- [Natural language region descriptions]
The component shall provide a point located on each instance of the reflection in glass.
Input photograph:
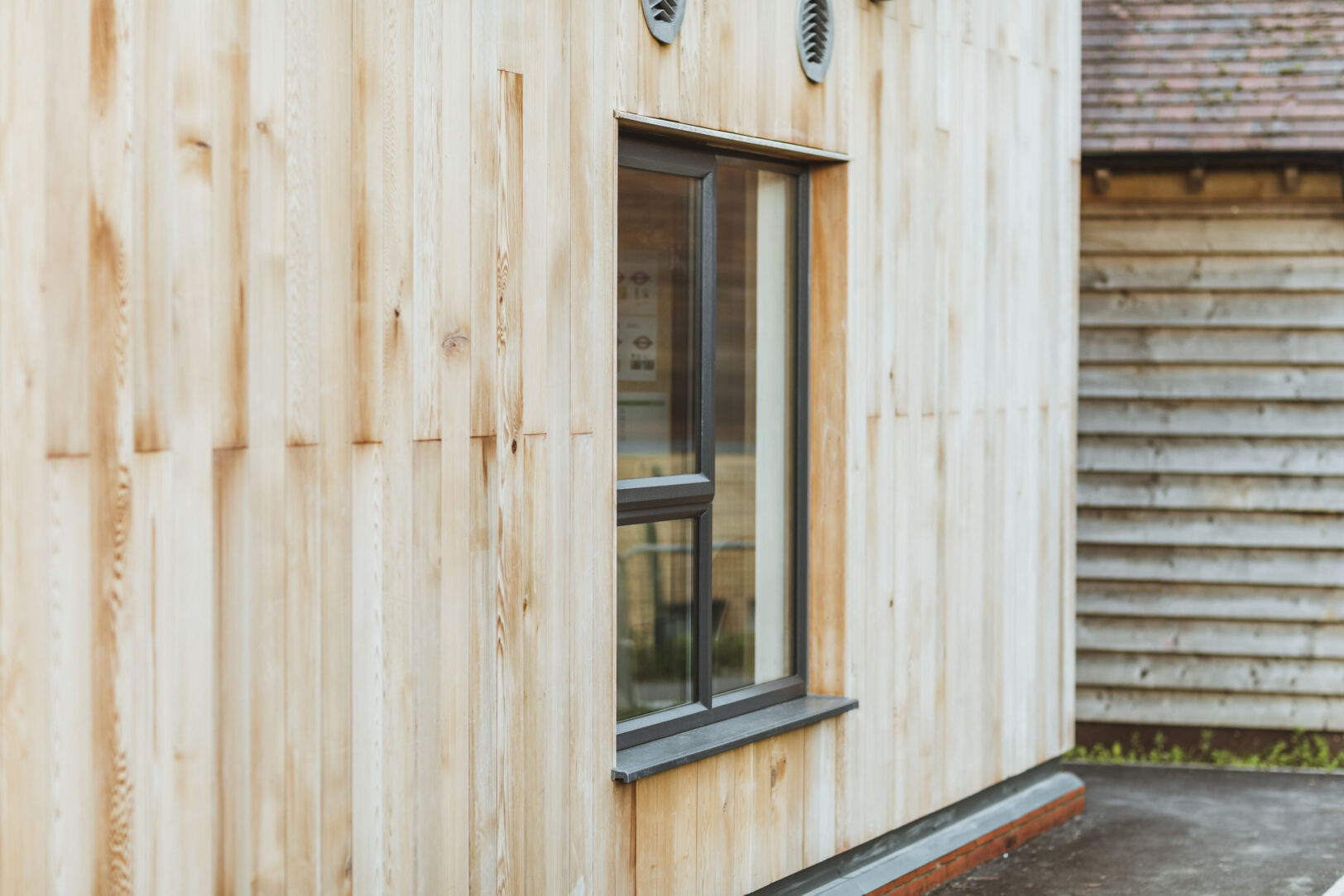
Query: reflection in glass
(655, 613)
(753, 428)
(655, 320)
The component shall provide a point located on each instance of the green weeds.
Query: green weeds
(1300, 751)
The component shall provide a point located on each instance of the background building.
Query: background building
(1212, 381)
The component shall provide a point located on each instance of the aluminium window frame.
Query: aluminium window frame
(691, 496)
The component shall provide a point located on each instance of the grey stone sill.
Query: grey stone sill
(678, 750)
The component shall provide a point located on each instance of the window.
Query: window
(711, 438)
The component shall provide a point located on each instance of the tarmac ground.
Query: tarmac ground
(1180, 831)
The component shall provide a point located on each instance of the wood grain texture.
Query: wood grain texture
(307, 478)
(1208, 521)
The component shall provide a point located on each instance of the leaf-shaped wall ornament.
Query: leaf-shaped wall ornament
(665, 17)
(816, 38)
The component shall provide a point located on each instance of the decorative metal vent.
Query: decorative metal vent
(816, 38)
(665, 17)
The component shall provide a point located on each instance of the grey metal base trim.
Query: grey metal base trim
(659, 755)
(900, 852)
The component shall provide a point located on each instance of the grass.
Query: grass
(1301, 750)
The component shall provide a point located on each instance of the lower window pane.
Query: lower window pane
(655, 617)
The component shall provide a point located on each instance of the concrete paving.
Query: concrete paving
(1180, 831)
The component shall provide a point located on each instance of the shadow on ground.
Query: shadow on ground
(1182, 831)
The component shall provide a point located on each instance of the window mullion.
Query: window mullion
(704, 596)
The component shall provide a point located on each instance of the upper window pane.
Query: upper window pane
(753, 428)
(656, 314)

- [EXERCISE] Omit the pictures. Transcribe every record exactly.

- [ANSWER BOX]
The component shall provide a point located on each instance of the reflection in glass.
Input photograph:
Query: reflection in glass
(655, 613)
(753, 428)
(655, 320)
The component shall provide a point located on each instance of the green weeds.
Query: green weeds
(1300, 751)
The component shall provide a point located on each instance of the background building.
Query: background building
(1212, 381)
The component shall provide a point located on each instance of the aluminium window frame.
Query: aluminium window frame
(691, 496)
The component shall provide a point located on each instance of the grey stone sill.
Query: grey stone sill
(678, 750)
The component shall provide a point located on each instance of the window.
Query: window
(711, 438)
The component shall provide a point located on each instance of the tarmac ground.
Query: tarmac ground
(1180, 831)
The component shall provide a point located on each instance of the wood grain texture.
Query: wood grain texture
(307, 478)
(1208, 521)
The component shall provide a point located on each instance of the leaf-shaped wall ornament.
Query: leaf-shaped wall ornament
(665, 17)
(816, 38)
The component shall provide a point located on each instance of the decorative metal vent.
Query: decorative metal vent
(816, 38)
(665, 17)
The component shall provide a point located on each instance of the grey metal base trim.
Query: grey metal base trim
(659, 755)
(900, 852)
The component shall provide a point located on each instance of the grass.
Query: grass
(1301, 750)
The component shall provide a point located on each instance of the lower window pane.
Query: lower window pane
(655, 617)
The component shall provide a point located on each instance of the concrete paving.
Query: concrete paving
(1180, 831)
The component shall provide a point located on each instance of the shadow on ground.
Query: shadow on ground
(1182, 831)
The component shall provide a point located on each instance of the window mullion.
Query: window mullion
(704, 596)
The component shall provide a point located on each instance of the upper window pane.
Query: upper window pane
(753, 428)
(656, 314)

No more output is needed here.